━━ СТРАНИЦА

А уж об атомщиках я не говорю – они были в особом положении. Они были более независимыми. Могли выступить против того, чтобы вопреки предписанию ЦК какого-нибудь ученика Лысенко выбрали в Академию. Тогда у нас возникла особая научно-техническая элита.
– Ну а что касается внутренней жизни, в частности, отношения к религии. Это было совершенно безрелигиозное поколение?
– Мне кажется, да. Я никогда не чувствовал какого-то особого интереса к этому в этой среде. Вот типичная ситуация. Академик Лузин, о котором я говорил, принадлежал к еще предшествующему поколению. С ним я только здоровался. Говорил раза два. А вот его непосредственные ученики – это было поколение, у которого я учился. Со многими из них я был близок, много разговаривал, и они мне много рассказывали о Лузине. И вот только теперь, в наши дни уже, я узнал, что у Лузина были глубокие религиозные интересы. Он был близким другом Флоренского, принадлежал к течению имяславцев, на него по этому поводу даже было заведено дело в НКВД (это теперь опубликовано). Но никто из его учеников, даже очень близких, мне об этом ни слова ни сказал. Думаю, они либо об этом даже не знали, либо это их вовсе не интересовало. Таков был разрыв между этими поколениями!
Единственно, что тут произошло, — это то, что каким-то образом исчезала враждебность по отношению к религии. Отношение к Церкви как чему-то враждебному или... страшному, опасному. Тут ведь трудно провести границу. Было ведь ощущение, что это какой-то темный лес – кто его знает, заблудишься там, может быть.
Я думаю, что перелом был связан с войной. До войны (я помню это очень хорошо: не то, чтобы я воспринимал это с христианской точки зрения как удар по мне, — скорее как зритель на это смотрел) давление было очень сильным. Это были тридцатые годы. Я был школьником. Напротив нашего дома стояла церковь. И это был проходной двор, которым надо было ходить в школу. И я помню крестный ход и вокруг него несколько ребят, пареньков таких. Они, изображая пьяных, все время вились вокруг – и то сделают вид, что батюшку ударят, то толкнут его. Эта картина крестного хода сохранилась у меня в памяти...
А потом эту церковь закрыли. И – такой страшный был факт – церковный староста повесился на воротах церкви. Такой чудовищный был поступок, для христианина страшный грех... А может быть, его повесили, – я не знаю.

━━━━

Воспроизведите дословно отрывок интервью от слов «А уж об атомщиках» до слов «совершенно безрелигиозное поколение?».

━━ ДАННЫЕ

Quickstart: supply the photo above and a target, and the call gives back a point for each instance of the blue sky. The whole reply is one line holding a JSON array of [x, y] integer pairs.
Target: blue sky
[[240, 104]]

━━━━

• РЕЗУЛЬТАТ
А уж об атомщиках я не говорю – они были в особом положении. Они были более независимыми. Могли выступить против того, чтобы вопреки предписанию ЦК какого-нибудь ученика Лысенко выбрали в Академию. Тогда у нас возникла особая научно-техническая элита.
– Ну а что касается внутренней жизни, в частности, отношения к религии. Это было совершенно безрелигиозное поколение?